# [Отрывок]
Поэтому после короткой встречи я не был удивлен, услышав, что Джемаль был человеком, для которого кровавые убийства были частью повседневной работы. Как и все младотурки, он был незнатного происхождения. Он присоединился к комитету партии «Единение и прогресс» в самом начале, и его личная власть, как и его безжалостность, быстро сделала его одним из лидеров. После убийства Назима Джемаль стал военным губернатором Константинополя и его главной обязанностью было убирать со сцены оппонентов правящих сил. Эту близкую ему по духу деятельность он выполнял мастерски, и последующий террор был по большей части результатом деятельности Джемаля. Позже Джемаль стал членом кабинета, но работать в согласии со своими товарищами не мог, будучи более чем беспокойным человеком. В дни, предшествовавшие разрыву, его считали франкофилом. Какие бы чувства Джемаль ни испытывал по отношению к Антанте, но свою неприязнь к немцам он даже не пытался скрыть. Говорят, что он мог проклинать их в их же присутствии – по-турецки, конечно. Он был одним из тех немногих официальных лиц Турции, которые так никогда и не попали под немецкое влияние. Дело было в том, что Джемаль был представителем направления, которое быстро набирало обороты среди турецких политиков – пантюркизма. Он презирал подданных Оттоманской империи – арабов, греков, армян, черкесов, евреев. Он хотел отуречить всю империю. Его личные амбиции были причиной частых конфликтов с Энвером и Талаатом, которые много раз говорили мне, что не могут контролировать его. Именно по этой причине, как я уже говорил, они радовались его отъезду – хотя не думаю, что ожидали от него захвата Суэцкого канала и изгнания англичан из Египта. Кстати, это назначение хорошо иллюстрировало нелепую ситуацию, существовавшую тогда в Египте. Будучи министром морского флота, Джемаль должен был работать в морском департаменте, но, вместо того чтобы работать на своем официальном посту, глава морского флота был отправлен командовать армией в жаркие пустыни Сирии и Синай.

Поход Джемаля представлял собой впечатляющую попытку Турции продемонстрировать свою военную мощь, способную противостоять союзникам. Когда поезд Джемаля тронулся, все турецкое население почувствовало, что настал исторический момент. Меньше чем за сто лет Турция лишилась большей части своей территории, и ничто не могло так сильно ранить турецкую гордость, как оккупация Египта Англией. В период оккупации все признавали сюзеренитет Турции. Однако, как только Турция объявила войну Великобритании, англичане тут же прекратили эти фантазии и формально завладели огромной областью. Поход Джемаля был ответом Турции на это действие Англии. Истинной же целью войны, как сообщили турецкому народу, было восстановление исчезающей Османской империи, а возвращение Египта было первым шагом к достижению этой великой цели. Турки также знали, что под английским руководством Египет стал процветать, что, следовательно, сулило большую прибыль захватчикам. В общем, абсолютно неудивительно, что турецкий народ провожал отъезд Джемаля криками «Ура!».

# [Цель задания]
Сократите абзац отрывка, который начинается словами «Поход Джемаля представлял собой», и оставьте его основные факты.

# [Записи]
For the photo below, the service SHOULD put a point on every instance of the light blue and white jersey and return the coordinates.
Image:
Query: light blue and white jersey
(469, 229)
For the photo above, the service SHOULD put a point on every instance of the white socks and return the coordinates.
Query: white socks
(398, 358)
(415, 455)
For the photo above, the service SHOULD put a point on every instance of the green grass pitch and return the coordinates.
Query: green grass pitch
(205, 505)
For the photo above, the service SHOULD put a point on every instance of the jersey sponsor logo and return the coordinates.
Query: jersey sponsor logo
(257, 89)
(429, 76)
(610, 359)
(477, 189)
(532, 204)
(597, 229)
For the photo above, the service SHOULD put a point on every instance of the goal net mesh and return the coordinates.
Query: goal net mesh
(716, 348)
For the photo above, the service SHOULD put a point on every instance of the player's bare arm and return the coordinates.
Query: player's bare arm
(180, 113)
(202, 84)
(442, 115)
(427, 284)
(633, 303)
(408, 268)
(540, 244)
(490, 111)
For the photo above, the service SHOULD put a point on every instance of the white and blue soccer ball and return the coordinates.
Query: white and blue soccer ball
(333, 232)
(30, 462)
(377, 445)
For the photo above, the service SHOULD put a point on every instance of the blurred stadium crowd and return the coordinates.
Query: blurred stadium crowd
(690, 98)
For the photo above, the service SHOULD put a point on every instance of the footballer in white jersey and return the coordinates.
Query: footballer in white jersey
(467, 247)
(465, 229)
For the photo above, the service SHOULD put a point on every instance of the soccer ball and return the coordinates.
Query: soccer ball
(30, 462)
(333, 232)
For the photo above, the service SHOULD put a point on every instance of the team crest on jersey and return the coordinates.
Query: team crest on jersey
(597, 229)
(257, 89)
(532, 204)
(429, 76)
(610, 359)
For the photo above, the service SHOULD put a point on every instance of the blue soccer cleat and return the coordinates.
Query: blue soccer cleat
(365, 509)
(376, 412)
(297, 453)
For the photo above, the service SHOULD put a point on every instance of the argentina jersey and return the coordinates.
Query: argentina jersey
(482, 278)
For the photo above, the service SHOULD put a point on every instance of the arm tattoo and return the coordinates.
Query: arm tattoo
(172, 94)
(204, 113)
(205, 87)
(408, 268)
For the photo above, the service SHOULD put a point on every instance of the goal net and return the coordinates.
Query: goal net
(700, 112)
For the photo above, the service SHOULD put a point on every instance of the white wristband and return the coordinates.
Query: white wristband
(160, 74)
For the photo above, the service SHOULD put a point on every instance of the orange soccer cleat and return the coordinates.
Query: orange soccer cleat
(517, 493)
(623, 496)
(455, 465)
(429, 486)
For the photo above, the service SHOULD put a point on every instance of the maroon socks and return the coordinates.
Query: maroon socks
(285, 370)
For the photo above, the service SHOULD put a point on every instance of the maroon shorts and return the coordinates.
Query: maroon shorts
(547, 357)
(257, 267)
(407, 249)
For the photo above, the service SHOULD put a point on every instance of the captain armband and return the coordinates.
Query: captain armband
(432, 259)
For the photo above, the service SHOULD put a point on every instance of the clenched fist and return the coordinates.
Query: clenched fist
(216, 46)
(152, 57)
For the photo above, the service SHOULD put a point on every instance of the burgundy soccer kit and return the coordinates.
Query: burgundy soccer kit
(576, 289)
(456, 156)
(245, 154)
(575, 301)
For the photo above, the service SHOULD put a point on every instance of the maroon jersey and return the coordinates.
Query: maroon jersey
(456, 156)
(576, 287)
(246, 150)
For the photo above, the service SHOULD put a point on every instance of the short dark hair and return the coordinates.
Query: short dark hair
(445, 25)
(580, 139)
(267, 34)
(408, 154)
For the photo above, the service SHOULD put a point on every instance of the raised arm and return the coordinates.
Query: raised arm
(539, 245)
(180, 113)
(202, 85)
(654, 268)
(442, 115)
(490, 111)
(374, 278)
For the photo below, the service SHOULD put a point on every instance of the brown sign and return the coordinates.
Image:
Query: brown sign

# [Полный ответ]
Поход Джемаля был попыткой Турции показать, что ее военная мощь способна противостоять союзникам, и турки восприняли его начало как исторический момент. Меньше чем за сто лет Турция потеряла большую часть своей территории, и сильнее всего ее гордость ранила английская оккупация Египта. Пока длилась оккупация, сюзеренитет Турции признавали все. Но как только Турция объявила войну Великобритании, англичане формально завладели этой областью, и поход стал ответом на их действия. Народу объявили, что истинная цель войны — восстановить Османскую империю, а первым шагом к ней будет возвращение Египта. Турки знали, что при англичанах Египет процветал и мог принести захватчикам большую прибыль. Поэтому отъезд Джемаля провожали криками «Ура!».